══ Stored rows

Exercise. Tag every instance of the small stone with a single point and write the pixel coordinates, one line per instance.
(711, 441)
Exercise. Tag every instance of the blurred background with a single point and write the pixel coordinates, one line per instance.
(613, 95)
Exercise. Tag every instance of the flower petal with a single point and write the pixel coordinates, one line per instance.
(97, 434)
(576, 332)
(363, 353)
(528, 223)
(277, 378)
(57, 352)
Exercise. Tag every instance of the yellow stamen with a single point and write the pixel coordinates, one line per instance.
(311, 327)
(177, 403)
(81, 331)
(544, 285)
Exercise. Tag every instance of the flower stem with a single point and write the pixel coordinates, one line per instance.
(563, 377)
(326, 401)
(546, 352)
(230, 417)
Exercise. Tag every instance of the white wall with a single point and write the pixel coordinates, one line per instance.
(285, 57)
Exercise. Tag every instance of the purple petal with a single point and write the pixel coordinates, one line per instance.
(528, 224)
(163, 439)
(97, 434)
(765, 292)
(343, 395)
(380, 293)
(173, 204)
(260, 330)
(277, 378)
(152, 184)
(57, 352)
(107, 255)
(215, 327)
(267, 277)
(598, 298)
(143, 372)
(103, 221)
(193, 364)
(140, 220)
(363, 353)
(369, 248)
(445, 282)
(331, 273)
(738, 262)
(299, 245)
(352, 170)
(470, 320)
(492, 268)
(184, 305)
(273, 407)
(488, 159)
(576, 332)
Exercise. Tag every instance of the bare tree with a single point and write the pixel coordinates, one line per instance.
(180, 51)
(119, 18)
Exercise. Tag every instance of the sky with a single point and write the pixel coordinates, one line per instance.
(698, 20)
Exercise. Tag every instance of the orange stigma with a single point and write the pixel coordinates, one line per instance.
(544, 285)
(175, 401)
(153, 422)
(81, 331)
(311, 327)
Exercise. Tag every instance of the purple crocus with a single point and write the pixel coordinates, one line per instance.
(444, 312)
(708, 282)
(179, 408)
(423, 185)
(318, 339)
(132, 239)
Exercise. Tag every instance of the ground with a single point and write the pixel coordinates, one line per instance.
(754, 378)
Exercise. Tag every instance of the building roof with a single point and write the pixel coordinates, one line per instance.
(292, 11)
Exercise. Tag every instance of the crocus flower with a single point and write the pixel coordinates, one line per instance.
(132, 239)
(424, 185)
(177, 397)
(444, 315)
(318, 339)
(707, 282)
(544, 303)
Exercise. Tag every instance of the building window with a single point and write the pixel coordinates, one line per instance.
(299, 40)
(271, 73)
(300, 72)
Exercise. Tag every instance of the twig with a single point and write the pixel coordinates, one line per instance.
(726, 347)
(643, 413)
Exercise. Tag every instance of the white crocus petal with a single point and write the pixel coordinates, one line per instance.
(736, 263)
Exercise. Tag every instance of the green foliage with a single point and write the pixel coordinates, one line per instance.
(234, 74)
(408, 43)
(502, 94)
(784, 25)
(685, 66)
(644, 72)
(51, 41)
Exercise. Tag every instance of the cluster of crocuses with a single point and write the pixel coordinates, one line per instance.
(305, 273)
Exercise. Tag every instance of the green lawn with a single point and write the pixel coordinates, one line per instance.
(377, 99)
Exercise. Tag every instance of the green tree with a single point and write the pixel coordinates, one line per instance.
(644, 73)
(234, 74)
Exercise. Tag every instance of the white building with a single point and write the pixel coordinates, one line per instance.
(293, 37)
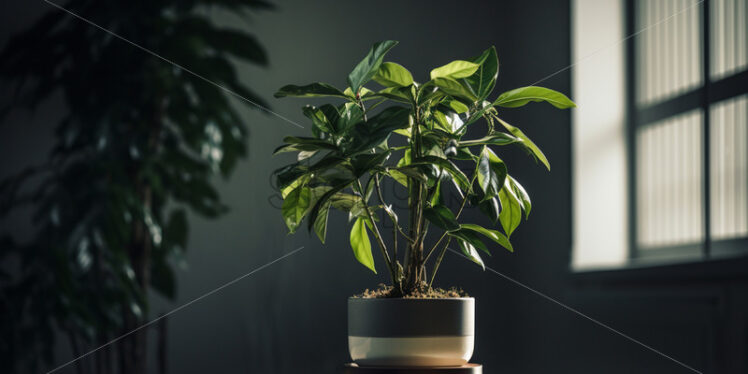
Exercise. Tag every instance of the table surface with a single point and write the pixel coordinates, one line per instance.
(466, 369)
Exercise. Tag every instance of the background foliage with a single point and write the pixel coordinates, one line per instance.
(138, 148)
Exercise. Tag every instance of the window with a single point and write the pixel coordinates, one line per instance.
(687, 114)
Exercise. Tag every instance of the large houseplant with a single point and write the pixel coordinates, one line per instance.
(344, 164)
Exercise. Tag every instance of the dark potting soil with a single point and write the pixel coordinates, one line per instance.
(385, 291)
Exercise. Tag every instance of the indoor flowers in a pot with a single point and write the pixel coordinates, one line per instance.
(415, 135)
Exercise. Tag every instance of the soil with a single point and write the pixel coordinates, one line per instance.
(384, 292)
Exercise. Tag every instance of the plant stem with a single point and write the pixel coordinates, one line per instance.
(439, 261)
(462, 206)
(375, 230)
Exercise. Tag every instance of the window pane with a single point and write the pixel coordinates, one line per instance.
(668, 48)
(669, 182)
(729, 176)
(729, 53)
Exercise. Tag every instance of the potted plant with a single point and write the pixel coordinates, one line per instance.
(344, 164)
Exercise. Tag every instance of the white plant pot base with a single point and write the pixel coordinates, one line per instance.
(411, 351)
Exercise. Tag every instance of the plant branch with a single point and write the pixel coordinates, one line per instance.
(399, 229)
(375, 230)
(462, 206)
(439, 261)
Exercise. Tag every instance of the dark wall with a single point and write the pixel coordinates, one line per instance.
(290, 317)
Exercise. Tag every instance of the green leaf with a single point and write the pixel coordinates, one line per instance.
(401, 94)
(361, 244)
(289, 174)
(491, 173)
(497, 138)
(523, 95)
(365, 162)
(454, 88)
(470, 237)
(350, 115)
(303, 144)
(391, 74)
(456, 69)
(320, 224)
(521, 194)
(490, 208)
(310, 90)
(469, 251)
(491, 234)
(511, 211)
(442, 217)
(459, 177)
(316, 209)
(458, 106)
(294, 207)
(527, 143)
(318, 118)
(484, 79)
(368, 67)
(367, 135)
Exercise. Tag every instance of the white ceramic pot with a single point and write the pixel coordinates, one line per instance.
(411, 332)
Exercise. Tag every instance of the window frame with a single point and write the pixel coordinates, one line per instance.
(701, 97)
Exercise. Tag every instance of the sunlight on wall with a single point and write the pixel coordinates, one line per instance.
(600, 236)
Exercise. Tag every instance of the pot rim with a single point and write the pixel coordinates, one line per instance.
(352, 298)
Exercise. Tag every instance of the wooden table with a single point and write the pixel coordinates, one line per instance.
(466, 369)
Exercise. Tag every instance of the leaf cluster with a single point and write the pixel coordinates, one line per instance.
(348, 156)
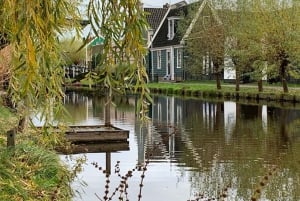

════

# Required task
Which rows above contain the word "purple"? Report each of them in full.

# Task output
Exercise. Tag every instance of the purple petal with a single point and write the pixel coordinates, one line per instance.
Exercise. Tag every instance of the purple crocus with a single point and write the pixel coordinates, one line per instance.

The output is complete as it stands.